* WHAT IS REQUIRED *
Write out the complete material exactly as it stands.

* DATASET RECORDS *
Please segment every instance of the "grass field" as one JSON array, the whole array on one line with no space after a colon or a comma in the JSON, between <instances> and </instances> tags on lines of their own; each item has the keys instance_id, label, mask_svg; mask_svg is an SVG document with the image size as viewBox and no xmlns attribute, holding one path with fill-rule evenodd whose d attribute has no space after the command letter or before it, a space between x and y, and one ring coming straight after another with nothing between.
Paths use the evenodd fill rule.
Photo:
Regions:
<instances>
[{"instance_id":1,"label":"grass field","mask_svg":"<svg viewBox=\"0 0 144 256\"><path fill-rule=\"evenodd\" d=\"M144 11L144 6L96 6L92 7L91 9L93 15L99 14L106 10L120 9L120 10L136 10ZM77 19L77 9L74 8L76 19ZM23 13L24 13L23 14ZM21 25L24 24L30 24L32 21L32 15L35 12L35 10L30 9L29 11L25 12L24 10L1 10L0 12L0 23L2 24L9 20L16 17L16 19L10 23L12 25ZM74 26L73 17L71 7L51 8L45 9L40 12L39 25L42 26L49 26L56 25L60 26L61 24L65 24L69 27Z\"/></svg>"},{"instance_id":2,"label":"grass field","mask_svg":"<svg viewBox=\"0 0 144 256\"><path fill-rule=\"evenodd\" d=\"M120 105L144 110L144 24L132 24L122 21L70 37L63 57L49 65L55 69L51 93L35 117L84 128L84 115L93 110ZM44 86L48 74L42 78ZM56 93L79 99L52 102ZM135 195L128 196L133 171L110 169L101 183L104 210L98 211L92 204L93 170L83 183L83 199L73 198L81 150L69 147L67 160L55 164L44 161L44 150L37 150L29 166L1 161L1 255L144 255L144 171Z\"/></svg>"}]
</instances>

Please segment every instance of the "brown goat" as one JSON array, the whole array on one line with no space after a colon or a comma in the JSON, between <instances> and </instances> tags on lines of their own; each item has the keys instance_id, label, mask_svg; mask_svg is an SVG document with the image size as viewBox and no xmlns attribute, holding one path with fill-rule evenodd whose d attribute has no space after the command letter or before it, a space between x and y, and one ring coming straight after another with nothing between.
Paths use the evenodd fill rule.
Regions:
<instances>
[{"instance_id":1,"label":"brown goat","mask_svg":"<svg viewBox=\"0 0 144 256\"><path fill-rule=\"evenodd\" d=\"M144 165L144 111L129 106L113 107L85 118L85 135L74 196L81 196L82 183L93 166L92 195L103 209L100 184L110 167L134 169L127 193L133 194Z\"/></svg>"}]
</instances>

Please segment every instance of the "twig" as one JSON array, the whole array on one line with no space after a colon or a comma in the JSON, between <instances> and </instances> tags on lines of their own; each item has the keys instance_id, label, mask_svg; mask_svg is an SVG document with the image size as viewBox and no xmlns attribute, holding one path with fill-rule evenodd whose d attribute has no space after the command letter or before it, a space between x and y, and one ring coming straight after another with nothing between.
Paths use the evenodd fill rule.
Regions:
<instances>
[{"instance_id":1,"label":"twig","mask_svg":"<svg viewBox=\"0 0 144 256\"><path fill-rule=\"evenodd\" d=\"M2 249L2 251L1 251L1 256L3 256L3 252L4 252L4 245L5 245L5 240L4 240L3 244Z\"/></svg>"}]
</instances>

* RESULT *
Please segment every instance of the "grass field" as one JSON array, the whole array on one line with no space after a colon or a comma in the JSON, between <instances> and </instances> tags on lines of their own; each item has the keys instance_id, label, mask_svg; mask_svg is an SVG document with the image size as viewBox and no xmlns attribute, holding one path with fill-rule evenodd whose d attribute has no space after the command letter or before it, a space between x and y, and one ring coming straight after another with nothing between.
Paths use the evenodd fill rule.
Photo:
Regions:
<instances>
[{"instance_id":1,"label":"grass field","mask_svg":"<svg viewBox=\"0 0 144 256\"><path fill-rule=\"evenodd\" d=\"M144 11L144 6L96 6L92 7L91 9L93 15L99 14L106 10L120 9L120 10L136 10ZM77 19L77 9L74 8L76 19ZM23 13L24 13L23 14ZM21 25L24 24L30 24L32 21L32 15L35 12L35 10L30 9L29 11L25 12L24 10L1 10L0 12L0 23L2 24L9 20L16 17L16 19L10 23L12 25ZM74 26L73 17L71 7L51 8L45 9L40 12L39 25L42 26L49 26L56 25L60 26L61 24L65 24L69 27Z\"/></svg>"},{"instance_id":2,"label":"grass field","mask_svg":"<svg viewBox=\"0 0 144 256\"><path fill-rule=\"evenodd\" d=\"M120 105L144 110L144 24L132 24L122 21L70 37L63 57L49 65L55 69L51 93L35 117L84 128L84 115L93 110ZM44 86L48 74L42 78ZM56 93L79 99L52 102ZM135 195L128 196L133 171L110 169L101 183L104 210L98 211L92 204L93 170L83 183L83 199L73 198L81 150L69 147L67 160L55 164L44 161L44 150L37 150L29 166L1 161L1 255L144 255L144 171Z\"/></svg>"}]
</instances>

Please segment every instance of the "brown goat" as one JSON array, the whole array on one line with no space after a colon or a comma in the JSON, between <instances> and </instances> tags on lines of their own; each item has the keys instance_id, label, mask_svg; mask_svg is an SVG document with the image size as viewBox and no xmlns attribute, holding one path with fill-rule evenodd whose d attribute has no space after the command letter or before it, a space between x and y, and one ring coming straight after another with nothing between.
Paths use the evenodd fill rule.
Regions:
<instances>
[{"instance_id":1,"label":"brown goat","mask_svg":"<svg viewBox=\"0 0 144 256\"><path fill-rule=\"evenodd\" d=\"M144 165L144 111L129 106L113 107L85 118L85 135L74 196L81 196L82 183L93 166L92 195L103 209L100 184L110 167L134 169L127 193L133 194Z\"/></svg>"}]
</instances>

Please segment every instance of the "twig" as one JSON array, the whole array on one line with no space after a colon or a comma in the JSON, between <instances> and </instances> tags on lines of their own; each item has the keys instance_id, label, mask_svg; mask_svg is an SVG document with the image size as viewBox and no xmlns attribute, holding one path with fill-rule evenodd whose d attribute has no space after the command letter or before it, a space between x and y, and one ring coming straight after another with nothing between.
Paths use the evenodd fill rule.
Regions:
<instances>
[{"instance_id":1,"label":"twig","mask_svg":"<svg viewBox=\"0 0 144 256\"><path fill-rule=\"evenodd\" d=\"M2 249L2 251L1 251L1 256L3 256L3 252L4 252L4 245L5 245L5 240L4 240L3 244Z\"/></svg>"}]
</instances>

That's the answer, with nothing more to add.